[ABOUT THIS EXERCISE]
Please print every record that follows, keeping each one exactly as it is.

___ MATERIAL PROVIDED ___

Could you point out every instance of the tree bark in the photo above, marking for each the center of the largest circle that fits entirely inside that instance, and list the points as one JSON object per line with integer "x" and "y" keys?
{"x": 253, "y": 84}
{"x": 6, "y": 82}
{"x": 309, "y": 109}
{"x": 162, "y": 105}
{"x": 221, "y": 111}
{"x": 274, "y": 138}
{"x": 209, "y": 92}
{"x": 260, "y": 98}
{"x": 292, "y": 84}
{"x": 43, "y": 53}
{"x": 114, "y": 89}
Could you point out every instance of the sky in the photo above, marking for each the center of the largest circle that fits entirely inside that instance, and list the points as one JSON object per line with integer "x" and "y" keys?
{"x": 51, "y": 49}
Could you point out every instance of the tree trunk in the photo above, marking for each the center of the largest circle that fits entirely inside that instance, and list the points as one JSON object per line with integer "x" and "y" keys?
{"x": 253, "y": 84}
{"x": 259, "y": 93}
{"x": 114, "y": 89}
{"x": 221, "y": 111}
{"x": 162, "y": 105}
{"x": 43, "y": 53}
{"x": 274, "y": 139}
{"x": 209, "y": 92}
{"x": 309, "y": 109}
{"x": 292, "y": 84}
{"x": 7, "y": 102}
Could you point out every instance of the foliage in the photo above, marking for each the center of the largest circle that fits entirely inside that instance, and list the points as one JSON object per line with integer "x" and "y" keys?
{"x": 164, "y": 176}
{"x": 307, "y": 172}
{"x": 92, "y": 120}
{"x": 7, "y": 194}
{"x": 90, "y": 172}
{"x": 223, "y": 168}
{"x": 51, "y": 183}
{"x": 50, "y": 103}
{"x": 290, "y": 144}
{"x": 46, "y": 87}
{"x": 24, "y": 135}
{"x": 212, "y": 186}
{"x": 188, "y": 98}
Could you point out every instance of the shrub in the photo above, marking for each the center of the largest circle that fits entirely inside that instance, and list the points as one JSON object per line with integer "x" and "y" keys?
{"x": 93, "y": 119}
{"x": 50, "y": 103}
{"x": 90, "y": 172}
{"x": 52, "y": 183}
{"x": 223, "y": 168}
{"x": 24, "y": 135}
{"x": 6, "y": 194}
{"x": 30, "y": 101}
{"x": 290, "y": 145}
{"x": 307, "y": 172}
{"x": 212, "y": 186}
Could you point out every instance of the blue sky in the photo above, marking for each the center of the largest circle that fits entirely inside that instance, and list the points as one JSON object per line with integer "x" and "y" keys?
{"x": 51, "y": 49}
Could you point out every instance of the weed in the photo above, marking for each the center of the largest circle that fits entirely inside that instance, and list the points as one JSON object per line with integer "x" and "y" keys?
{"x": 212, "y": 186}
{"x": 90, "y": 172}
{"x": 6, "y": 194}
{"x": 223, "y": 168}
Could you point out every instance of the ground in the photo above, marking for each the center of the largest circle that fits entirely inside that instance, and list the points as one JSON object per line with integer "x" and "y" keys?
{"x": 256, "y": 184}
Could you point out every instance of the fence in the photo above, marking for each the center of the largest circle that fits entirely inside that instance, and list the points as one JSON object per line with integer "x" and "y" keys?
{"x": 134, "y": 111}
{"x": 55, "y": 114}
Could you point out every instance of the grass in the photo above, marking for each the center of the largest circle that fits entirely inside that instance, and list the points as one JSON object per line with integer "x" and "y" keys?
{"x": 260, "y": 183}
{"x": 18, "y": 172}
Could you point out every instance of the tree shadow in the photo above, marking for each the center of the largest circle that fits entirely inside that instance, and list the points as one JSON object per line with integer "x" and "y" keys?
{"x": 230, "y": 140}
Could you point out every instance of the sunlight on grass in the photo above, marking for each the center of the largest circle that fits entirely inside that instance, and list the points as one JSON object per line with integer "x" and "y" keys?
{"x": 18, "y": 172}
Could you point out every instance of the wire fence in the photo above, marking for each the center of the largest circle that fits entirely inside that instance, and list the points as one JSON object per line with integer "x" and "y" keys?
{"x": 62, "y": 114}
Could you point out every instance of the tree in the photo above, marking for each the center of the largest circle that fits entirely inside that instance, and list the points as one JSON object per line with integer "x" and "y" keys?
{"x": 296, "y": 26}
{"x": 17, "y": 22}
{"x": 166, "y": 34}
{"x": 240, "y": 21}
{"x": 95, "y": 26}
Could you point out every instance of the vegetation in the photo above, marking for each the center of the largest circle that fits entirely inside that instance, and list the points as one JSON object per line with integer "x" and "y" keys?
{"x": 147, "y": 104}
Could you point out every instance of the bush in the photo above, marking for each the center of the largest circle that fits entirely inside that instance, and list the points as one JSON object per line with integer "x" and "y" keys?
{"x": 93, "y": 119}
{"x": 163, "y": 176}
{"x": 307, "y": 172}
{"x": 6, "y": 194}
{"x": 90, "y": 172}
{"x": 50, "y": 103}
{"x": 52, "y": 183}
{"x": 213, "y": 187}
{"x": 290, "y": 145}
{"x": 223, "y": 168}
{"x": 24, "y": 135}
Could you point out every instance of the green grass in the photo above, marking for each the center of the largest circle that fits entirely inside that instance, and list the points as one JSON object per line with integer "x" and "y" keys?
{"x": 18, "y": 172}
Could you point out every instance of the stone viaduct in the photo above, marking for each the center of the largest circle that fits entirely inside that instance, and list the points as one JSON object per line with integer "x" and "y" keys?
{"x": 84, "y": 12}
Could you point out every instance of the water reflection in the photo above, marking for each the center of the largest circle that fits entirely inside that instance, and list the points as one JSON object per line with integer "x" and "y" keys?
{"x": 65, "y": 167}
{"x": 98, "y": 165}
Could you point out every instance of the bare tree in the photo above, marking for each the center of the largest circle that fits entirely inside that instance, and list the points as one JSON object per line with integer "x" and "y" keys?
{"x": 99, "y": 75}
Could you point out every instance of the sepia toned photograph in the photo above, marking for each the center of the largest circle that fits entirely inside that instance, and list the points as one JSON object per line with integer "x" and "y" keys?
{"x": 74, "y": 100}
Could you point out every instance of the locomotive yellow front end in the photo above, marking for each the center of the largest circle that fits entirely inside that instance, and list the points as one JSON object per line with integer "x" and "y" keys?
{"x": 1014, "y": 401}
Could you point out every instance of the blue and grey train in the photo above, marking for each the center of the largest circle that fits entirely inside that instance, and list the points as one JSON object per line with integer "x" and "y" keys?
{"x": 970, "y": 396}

___

[WRITTEN REPLY]
Could you point out every instance of the tree bark in the photo above, marking for each the center of the largest circle that fits entirely inside that instance, and list the points as one JSON object per line with integer "x" and "y" keys?
{"x": 253, "y": 84}
{"x": 6, "y": 82}
{"x": 309, "y": 109}
{"x": 162, "y": 105}
{"x": 221, "y": 111}
{"x": 274, "y": 138}
{"x": 209, "y": 92}
{"x": 260, "y": 98}
{"x": 292, "y": 84}
{"x": 43, "y": 53}
{"x": 114, "y": 89}
Could you point out every instance of the sky in the photo above, marking for each the center of the largest circle that fits entirely inside that instance, and list the points as one JSON object per line with integer "x" and "y" keys?
{"x": 51, "y": 49}
Could you point out every instance of the tree trunk in the photo above, marking for each the center of the largest circle that fits entirely inside that instance, and list the points as one JSON object per line with integer "x" and "y" keys?
{"x": 253, "y": 84}
{"x": 259, "y": 93}
{"x": 114, "y": 89}
{"x": 221, "y": 111}
{"x": 162, "y": 105}
{"x": 43, "y": 53}
{"x": 274, "y": 139}
{"x": 209, "y": 92}
{"x": 309, "y": 109}
{"x": 292, "y": 84}
{"x": 7, "y": 102}
Could you point out every instance of the foliage in the photo above, marking for each the center of the largest circle that fits entirely inside that instance, and list the points as one JSON object per line with integer "x" and "y" keys?
{"x": 164, "y": 176}
{"x": 307, "y": 172}
{"x": 92, "y": 120}
{"x": 7, "y": 194}
{"x": 90, "y": 172}
{"x": 223, "y": 168}
{"x": 51, "y": 183}
{"x": 50, "y": 103}
{"x": 290, "y": 144}
{"x": 46, "y": 87}
{"x": 24, "y": 135}
{"x": 212, "y": 186}
{"x": 188, "y": 98}
Could you point out every instance of the shrub in the photo above, marking for each the center of the largest circle that fits entirely inside that instance, and list the points as one JSON object per line with integer "x" and "y" keys?
{"x": 93, "y": 119}
{"x": 50, "y": 103}
{"x": 90, "y": 172}
{"x": 52, "y": 183}
{"x": 223, "y": 168}
{"x": 24, "y": 135}
{"x": 6, "y": 194}
{"x": 30, "y": 101}
{"x": 290, "y": 145}
{"x": 307, "y": 172}
{"x": 212, "y": 186}
Could you point out every instance of the blue sky in the photo above, marking for each the center of the largest circle that fits entirely inside that instance, and list the points as one JSON object per line with integer "x" and "y" keys?
{"x": 51, "y": 49}
Could you point out every instance of the weed in the photo above, marking for each the center of the largest circle that fits entirely inside that instance, and list the points as one JSON object per line with integer "x" and "y" keys?
{"x": 212, "y": 186}
{"x": 90, "y": 172}
{"x": 6, "y": 194}
{"x": 223, "y": 168}
Could you point out every instance of the ground in the photo above, marking for each the center of the largest circle that fits entirely inside that instance, and list the points as one JSON object per line with integer "x" and "y" keys?
{"x": 256, "y": 184}
Could you point out every instance of the fence in the photo above, marking for each the center of the largest circle that fits entirely inside that instance, and list the points as one JSON object per line with integer "x" and "y" keys?
{"x": 134, "y": 111}
{"x": 55, "y": 114}
Could you point out every instance of the grass in the photo above, marking for each the center of the largest circle that fits entirely inside that instance, and list the points as one JSON object per line with integer "x" and "y" keys?
{"x": 260, "y": 183}
{"x": 18, "y": 172}
Could you point out every instance of the tree shadow in the photo above, marking for each the center of the largest circle that fits entirely inside that instance, and list the points as one JSON object per line with integer "x" and "y" keys?
{"x": 230, "y": 140}
Could you point out every instance of the sunlight on grass in the photo above, marking for each the center of the largest circle that fits entirely inside that instance, and list the points as one JSON object per line with integer "x" and "y" keys?
{"x": 18, "y": 172}
Could you point out every instance of the wire fence in the photo above, marking for each the center of the largest circle that fits entirely inside that instance, and list the points as one JSON object per line with integer "x" and "y" keys?
{"x": 62, "y": 114}
Could you point out every instance of the tree in the photo above, marking for each the center of the largest circle that fits entirely inside that instance, and list the points as one JSON object per line with integer "x" and "y" keys?
{"x": 296, "y": 26}
{"x": 17, "y": 22}
{"x": 166, "y": 34}
{"x": 240, "y": 21}
{"x": 95, "y": 26}
Could you point out every instance of the vegetation in the photo above, marking for each the center of the largest circle that fits entirely inside that instance, and list the points as one JSON object per line with integer "x" and "y" keys?
{"x": 147, "y": 104}
Could you point out every instance of the bush in the photo above, marking for each the center of the largest circle that fits entirely inside that instance, and list the points as one JSON object per line with integer "x" and "y" keys?
{"x": 93, "y": 119}
{"x": 163, "y": 176}
{"x": 307, "y": 172}
{"x": 6, "y": 194}
{"x": 90, "y": 172}
{"x": 50, "y": 103}
{"x": 52, "y": 183}
{"x": 213, "y": 187}
{"x": 290, "y": 145}
{"x": 223, "y": 168}
{"x": 24, "y": 135}
Could you point out every instance of the green grass in the photo above, marking for each the center of the largest circle that fits entirely inside that instance, and list the points as one JSON object per line with integer "x" and "y" keys?
{"x": 18, "y": 172}
Could you point out every instance of the stone viaduct in the photo above, marking for each the center of the largest circle that fits entirely inside that instance, and list the points as one JSON object per line with integer "x" and "y" keys?
{"x": 84, "y": 12}
Could you point out every instance of the water reflection in the photo above, marking for each the center of the largest circle that fits entirely inside that instance, and list the points as one JSON object per line with integer "x" and "y" keys?
{"x": 65, "y": 167}
{"x": 98, "y": 165}
Could you point out every instance of the bare tree in the photo above, marking for each the center of the largest circle that fits entirely inside that instance, and list the points as one JSON object per line with integer "x" and "y" keys?
{"x": 99, "y": 75}
Could you point out every instance of the sepia toned photograph in the photo above, marking for each the center of the largest circle that fits entirely inside that instance, and list the points as one JSON object per line with integer "x" and "y" keys?
{"x": 74, "y": 100}
Could you point out every instance of the locomotive yellow front end in the photo above, marking for each the center of the largest circle that fits entirely inside that instance, and list the points as one JSON object per line with integer "x" and "y" keys?
{"x": 1014, "y": 401}
Could you point out every instance of the blue and grey train in the photo above, marking for each the center of the largest circle that fits entirely inside that instance, and list the points as one JSON object per line with integer "x" and "y" keys?
{"x": 970, "y": 396}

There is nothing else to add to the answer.